#### [Requirement]
Each entry below should be echoed exactly, with pictures omitted.

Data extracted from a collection
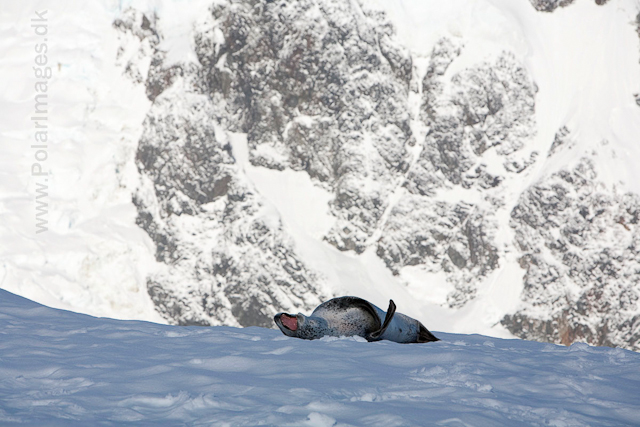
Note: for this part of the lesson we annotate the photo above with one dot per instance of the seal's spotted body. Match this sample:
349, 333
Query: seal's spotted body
350, 316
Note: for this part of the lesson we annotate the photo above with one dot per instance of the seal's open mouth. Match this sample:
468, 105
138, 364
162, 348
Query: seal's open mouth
289, 322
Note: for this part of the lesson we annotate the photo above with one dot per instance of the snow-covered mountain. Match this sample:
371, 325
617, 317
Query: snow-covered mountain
472, 159
62, 368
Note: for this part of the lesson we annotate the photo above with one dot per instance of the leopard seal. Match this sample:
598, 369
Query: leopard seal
351, 316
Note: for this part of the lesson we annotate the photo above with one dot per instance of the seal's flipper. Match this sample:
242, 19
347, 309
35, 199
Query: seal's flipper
390, 312
425, 336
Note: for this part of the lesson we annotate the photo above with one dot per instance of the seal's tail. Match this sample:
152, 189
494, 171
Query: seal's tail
425, 336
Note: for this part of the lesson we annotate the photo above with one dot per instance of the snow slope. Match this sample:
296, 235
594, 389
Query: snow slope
63, 368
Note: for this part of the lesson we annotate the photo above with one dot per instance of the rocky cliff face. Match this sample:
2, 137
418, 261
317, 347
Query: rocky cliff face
580, 248
425, 170
228, 259
318, 86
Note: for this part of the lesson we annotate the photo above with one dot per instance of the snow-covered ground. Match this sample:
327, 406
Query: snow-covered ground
63, 368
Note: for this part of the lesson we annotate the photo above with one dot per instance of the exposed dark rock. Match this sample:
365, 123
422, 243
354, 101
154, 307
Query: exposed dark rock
551, 5
320, 87
581, 246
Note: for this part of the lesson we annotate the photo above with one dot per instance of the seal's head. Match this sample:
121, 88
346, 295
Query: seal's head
301, 326
288, 323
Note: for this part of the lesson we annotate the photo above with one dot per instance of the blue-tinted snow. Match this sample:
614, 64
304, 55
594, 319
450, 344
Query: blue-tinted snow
63, 368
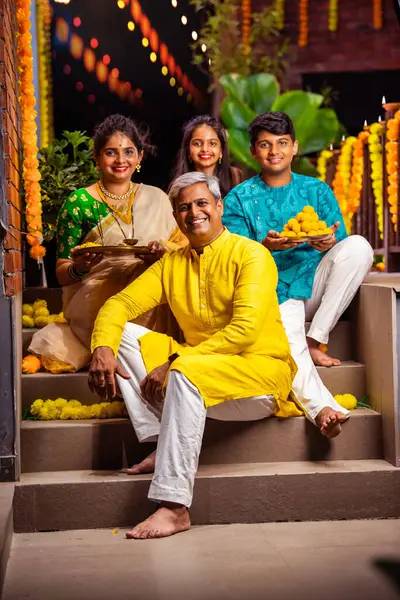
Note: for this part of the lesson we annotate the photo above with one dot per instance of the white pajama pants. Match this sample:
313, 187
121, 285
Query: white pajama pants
337, 279
180, 427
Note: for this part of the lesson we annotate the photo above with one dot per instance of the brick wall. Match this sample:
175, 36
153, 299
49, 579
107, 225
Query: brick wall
354, 47
10, 160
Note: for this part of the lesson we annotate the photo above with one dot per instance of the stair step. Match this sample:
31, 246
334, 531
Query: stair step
349, 377
112, 444
235, 493
341, 340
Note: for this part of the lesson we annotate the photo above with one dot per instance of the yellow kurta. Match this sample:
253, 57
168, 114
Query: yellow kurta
225, 302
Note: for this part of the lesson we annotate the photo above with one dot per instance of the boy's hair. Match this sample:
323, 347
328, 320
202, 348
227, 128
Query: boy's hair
274, 122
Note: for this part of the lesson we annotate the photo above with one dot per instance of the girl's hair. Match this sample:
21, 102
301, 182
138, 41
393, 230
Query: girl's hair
183, 163
120, 124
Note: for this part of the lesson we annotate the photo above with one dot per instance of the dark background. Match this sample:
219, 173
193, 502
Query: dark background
160, 107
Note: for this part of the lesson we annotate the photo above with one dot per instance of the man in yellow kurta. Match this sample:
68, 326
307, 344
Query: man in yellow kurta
235, 363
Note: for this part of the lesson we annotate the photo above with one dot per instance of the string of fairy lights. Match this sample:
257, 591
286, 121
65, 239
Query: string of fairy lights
159, 51
99, 66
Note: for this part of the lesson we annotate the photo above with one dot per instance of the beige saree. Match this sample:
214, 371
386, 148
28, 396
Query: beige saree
66, 347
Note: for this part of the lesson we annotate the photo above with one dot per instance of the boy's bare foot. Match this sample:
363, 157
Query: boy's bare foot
146, 466
330, 422
320, 358
165, 521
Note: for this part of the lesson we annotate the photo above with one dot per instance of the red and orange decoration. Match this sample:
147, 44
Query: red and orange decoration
303, 23
31, 174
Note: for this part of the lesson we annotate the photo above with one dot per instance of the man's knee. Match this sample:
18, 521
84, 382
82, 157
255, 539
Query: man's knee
358, 249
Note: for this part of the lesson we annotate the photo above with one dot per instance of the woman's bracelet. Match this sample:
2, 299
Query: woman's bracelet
74, 273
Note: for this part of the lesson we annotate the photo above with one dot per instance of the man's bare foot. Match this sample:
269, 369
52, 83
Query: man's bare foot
330, 422
146, 466
165, 521
319, 358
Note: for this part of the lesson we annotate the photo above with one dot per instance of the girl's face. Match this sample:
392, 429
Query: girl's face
118, 158
205, 148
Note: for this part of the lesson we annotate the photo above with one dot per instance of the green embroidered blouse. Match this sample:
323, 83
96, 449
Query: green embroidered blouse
79, 214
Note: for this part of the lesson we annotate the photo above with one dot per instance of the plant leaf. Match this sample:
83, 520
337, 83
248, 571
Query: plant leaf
236, 114
263, 90
239, 146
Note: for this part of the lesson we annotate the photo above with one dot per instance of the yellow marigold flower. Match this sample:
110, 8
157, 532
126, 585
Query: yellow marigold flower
27, 309
36, 406
27, 321
60, 402
39, 303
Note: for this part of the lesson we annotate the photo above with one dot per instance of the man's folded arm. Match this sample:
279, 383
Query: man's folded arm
254, 293
143, 294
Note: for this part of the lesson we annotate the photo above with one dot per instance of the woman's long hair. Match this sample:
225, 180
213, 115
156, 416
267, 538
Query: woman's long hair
183, 162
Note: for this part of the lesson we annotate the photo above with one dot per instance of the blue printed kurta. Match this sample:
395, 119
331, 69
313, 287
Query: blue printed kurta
253, 208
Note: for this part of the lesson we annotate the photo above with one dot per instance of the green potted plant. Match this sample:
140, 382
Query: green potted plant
247, 97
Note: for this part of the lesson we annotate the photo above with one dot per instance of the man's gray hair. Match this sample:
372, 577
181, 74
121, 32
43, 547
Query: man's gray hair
191, 178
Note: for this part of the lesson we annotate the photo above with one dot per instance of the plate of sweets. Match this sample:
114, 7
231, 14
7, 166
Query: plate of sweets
128, 248
306, 226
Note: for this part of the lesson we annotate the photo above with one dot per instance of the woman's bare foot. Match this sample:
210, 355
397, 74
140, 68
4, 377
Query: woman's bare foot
320, 358
165, 521
146, 466
330, 422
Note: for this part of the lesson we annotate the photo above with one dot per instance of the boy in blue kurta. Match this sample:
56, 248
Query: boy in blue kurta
317, 280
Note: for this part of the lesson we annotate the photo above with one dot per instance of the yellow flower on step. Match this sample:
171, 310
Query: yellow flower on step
60, 403
36, 406
346, 400
41, 321
39, 303
27, 309
41, 311
27, 321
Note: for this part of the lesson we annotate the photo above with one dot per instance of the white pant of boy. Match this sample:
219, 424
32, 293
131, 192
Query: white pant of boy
337, 279
180, 427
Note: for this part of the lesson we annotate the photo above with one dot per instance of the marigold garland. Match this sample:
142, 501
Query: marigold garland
61, 408
280, 14
377, 9
323, 158
333, 15
375, 153
31, 173
392, 166
43, 25
303, 23
246, 21
357, 174
341, 181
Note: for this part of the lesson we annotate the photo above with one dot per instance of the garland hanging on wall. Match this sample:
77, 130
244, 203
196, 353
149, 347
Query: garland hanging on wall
303, 23
377, 10
357, 173
333, 15
280, 14
43, 24
392, 166
246, 22
31, 173
323, 158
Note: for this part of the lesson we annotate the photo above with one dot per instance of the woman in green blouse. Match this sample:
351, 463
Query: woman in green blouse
105, 213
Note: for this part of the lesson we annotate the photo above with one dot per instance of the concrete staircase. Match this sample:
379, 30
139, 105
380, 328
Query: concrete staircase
271, 470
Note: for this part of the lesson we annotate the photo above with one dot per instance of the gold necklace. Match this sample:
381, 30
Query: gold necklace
116, 196
127, 215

#### [Exercise answer]
Note: for this part of the lesson we annotate the photo above with one dot per instance of the seal's spotted body. Match this sample:
349, 333
Query: seal's spotted body
350, 316
Note: for this part of the lesson we annotate the photo above with one dot per instance of the seal's open mouth. Match this sample:
468, 105
138, 364
162, 348
Query: seal's open mouth
289, 322
Note: for this part of the lesson we annotate the photo above with one dot per instance of the snow-covered mountain. Match this sample:
371, 325
617, 317
Query: snow-covered mountain
472, 159
62, 368
Note: for this part of the lesson we annotate the photo above with one dot per instance of the leopard seal. Match this sample:
598, 369
Query: leopard seal
351, 316
Note: for this part of the lesson we annotate the photo above with one dot per instance of the seal's flipper. Match this sample:
242, 19
347, 309
35, 199
Query: seal's flipper
390, 312
425, 336
Note: for this part of the lesson we annotate the photo above with one dot per instance of the seal's tail. Match this sample:
152, 189
494, 171
Query: seal's tail
425, 336
Note: for this part of the lesson we annotate the photo above with one dot per instance of the snow slope. Match this sample:
296, 235
594, 389
Query: snow slope
63, 368
Note: for this part of the lesson we annotate the photo above with one dot per instance of the rocky cliff face. Match this sample:
2, 137
418, 261
317, 347
Query: rocky cliff face
580, 248
425, 170
228, 259
318, 86
Note: for this part of the lesson we annotate the photo above with one dot per instance of the snow-covered ground. Match this sample:
327, 406
Query: snow-covered ground
63, 368
Note: for this part of the lesson we annotate the photo above with one dot per instance of the exposed dark rock. Match this sample:
365, 123
422, 243
354, 101
154, 307
Query: exposed dark rock
551, 5
320, 87
581, 246
Note: for this part of the lesson we annotate the photo above with one dot per instance of the seal's head. Match this sample:
121, 88
346, 295
Query: seal's head
301, 326
288, 323
Note: for this part of the lesson we annotate the photo above with one dot per instance of the blue-tinted snow. Match this sample:
614, 64
304, 55
594, 319
450, 344
Query: blue-tinted snow
63, 368
Note: for this part of the lesson we annotate the photo above with one dot per instance of the white pajama pants. Match this sample:
313, 187
121, 285
Query: white pajama pants
337, 279
180, 427
Note: for this part of the lesson we annotate the photo above with one dot per instance of the brick wall. Match this sample:
175, 36
153, 299
49, 579
107, 225
Query: brick wall
354, 47
10, 160
Note: for this part of the lesson we annotate the photo above with one dot per instance of the stair step. Match this sample:
31, 246
334, 531
Query: stair step
349, 377
112, 444
235, 493
341, 340
Note: for this part of the lesson we annotate the photo above with one dot per instance of the yellow kurta. Match this sample:
253, 57
168, 114
Query: yellow kurta
225, 302
Note: for this part of the lesson we annotate the photo above with one dot per instance of the boy's hair. Match this sample:
323, 347
328, 320
202, 348
227, 128
Query: boy's hair
274, 122
Note: for this part of the lesson we annotate the photo above with one dot per instance of the girl's hair. Match this sample:
21, 102
301, 182
138, 41
393, 230
Query: girl's hair
183, 163
120, 124
Note: for this part of the lesson we annotate the photo above with one dot per instance of the dark background. Match this sample:
219, 173
193, 502
Query: dark background
160, 107
Note: for this part of the lesson we annotate the photo above with one dot per instance of the man in yellow kurta. Match this sample:
68, 326
307, 344
Query: man in yellow kurta
235, 363
Note: for this part of the lesson we annotate the photo above with one dot per instance of the string of fairy lights. Match this sample:
257, 591
286, 121
65, 239
Query: string of fairy lights
159, 51
99, 66
Note: for this part of the lesson we annotate the photo above with one dot per instance of the beige saree. Match this sample:
214, 371
386, 148
28, 396
Query: beige saree
66, 347
Note: for this part of the lesson we annotate the photo above with one dot per instance of the boy's bare foot. Match this sample:
363, 157
Query: boy's bare foot
146, 466
330, 422
320, 358
165, 521
Note: for this part of the lesson we annotate the photo above with one dot per instance of the red and orange decoration. Match this sample:
147, 44
Query: red and orange decoration
303, 23
31, 174
Note: for this part of the lesson we annotate the photo above with one dot per instance of the man's knee. Match this sample:
18, 521
84, 382
82, 157
255, 539
Query: man's knee
358, 249
Note: for this part of the lesson we annotate the photo above with one dot per instance of the woman's bracelet. Match this sample:
2, 299
Query: woman's bracelet
74, 273
Note: for this part of the lesson we annotate the photo above with one dot per instance of the man's bare foot. Match this sample:
269, 369
52, 83
Query: man's bare foot
330, 422
146, 466
165, 521
319, 358
Note: for this part of the lesson we annotate the photo above with one dot per instance of the girl's face. Match this sample:
392, 429
Query: girl's face
118, 158
205, 148
Note: for this part of the lesson we annotate the photo above with one dot per instance of the green embroidered blouse. Match this sample:
323, 83
96, 449
Query: green embroidered blouse
79, 214
Note: for this part of the lesson we annotate the photo above with one dot per instance of the plant leaf. Match this sample:
83, 520
337, 83
248, 571
Query: plant leaf
236, 114
263, 90
239, 146
Note: for this part of the lesson we annotate the photo above with one dot per instance of the yellow marigold flower. Match this sample:
110, 8
157, 532
126, 585
Query: yellow marigold flower
27, 309
36, 406
27, 321
60, 402
39, 303
Note: for this part of the lesson we annotate the photo above with one dot per instance of the man's folded arm. Match this sample:
279, 383
Query: man's folded arm
254, 293
143, 294
Note: for this part of the lesson we annotate the photo above with one dot per instance of the woman's long hair. Match this sample:
225, 180
213, 115
156, 416
267, 538
Query: woman's long hair
183, 162
Note: for this part of the lesson we annotate the photo above with one dot per instance of the blue printed kurta. Match this sample:
395, 119
331, 69
313, 287
Query: blue printed kurta
253, 208
Note: for this part of the lesson we annotate the photo above with one dot per instance of the green potted plant. Match this sample:
140, 382
Query: green potted plant
247, 97
Note: for this part of the lesson we annotate the photo above with one dot per instance of the man's gray hair. Match this sample:
372, 577
181, 74
121, 32
43, 547
Query: man's gray hair
191, 178
Note: for this part of the lesson we annotate the photo above with one dot per instance of the plate of sweets. Match this sample:
114, 7
231, 14
7, 166
Query: plate of sweets
128, 248
306, 226
Note: for this part of the lesson we annotate the photo above with one dot per instance of the woman's bare foot. Match this sample:
210, 355
397, 74
140, 68
4, 377
Query: woman's bare foot
320, 358
165, 521
146, 466
330, 422
Note: for this part of the lesson we annotate the photo above with one dot per instance of the boy in blue kurta. Match this sample:
56, 248
Query: boy in blue kurta
317, 280
Note: for this part of the lesson we annotate the photo above with one dot per instance of the yellow flower on step. Match this sample:
171, 310
Query: yellow flower on step
60, 403
36, 406
346, 400
41, 321
39, 303
27, 309
41, 311
27, 321
Note: for this part of the lesson we annotate the photo above with one dot per instance of the white pant of boy. Match this sample:
219, 424
32, 293
131, 192
Query: white pant of boy
337, 279
180, 427
Note: for this part of the lesson we annotate the photo above with one dot per instance of the marigold garland. Match this sample:
142, 501
Query: marigold garland
61, 408
280, 14
377, 9
323, 158
333, 15
375, 153
31, 173
392, 166
43, 25
303, 23
246, 21
357, 174
341, 181
Note: for this part of the lesson we annotate the photo above with one dot per instance of the garland hanging on wall. Match this sample:
77, 130
244, 203
196, 353
149, 347
Query: garland hanging on wall
303, 23
377, 10
357, 173
333, 15
280, 14
43, 24
392, 166
246, 22
31, 173
323, 158
Note: for this part of the lesson we annotate the photo above with one dot per instance of the woman in green blouse. Match this sample:
351, 463
Query: woman in green blouse
105, 213
Note: for this part of the lesson we annotate the photo above with one dot per instance of the concrete staircase. Match this sample:
379, 30
139, 105
380, 328
Query: concrete staircase
271, 470
Note: for this part of the lesson we annotate the photo above with one dot per instance of the gold necklace. Match this sample:
381, 30
Query: gold necklace
116, 196
127, 215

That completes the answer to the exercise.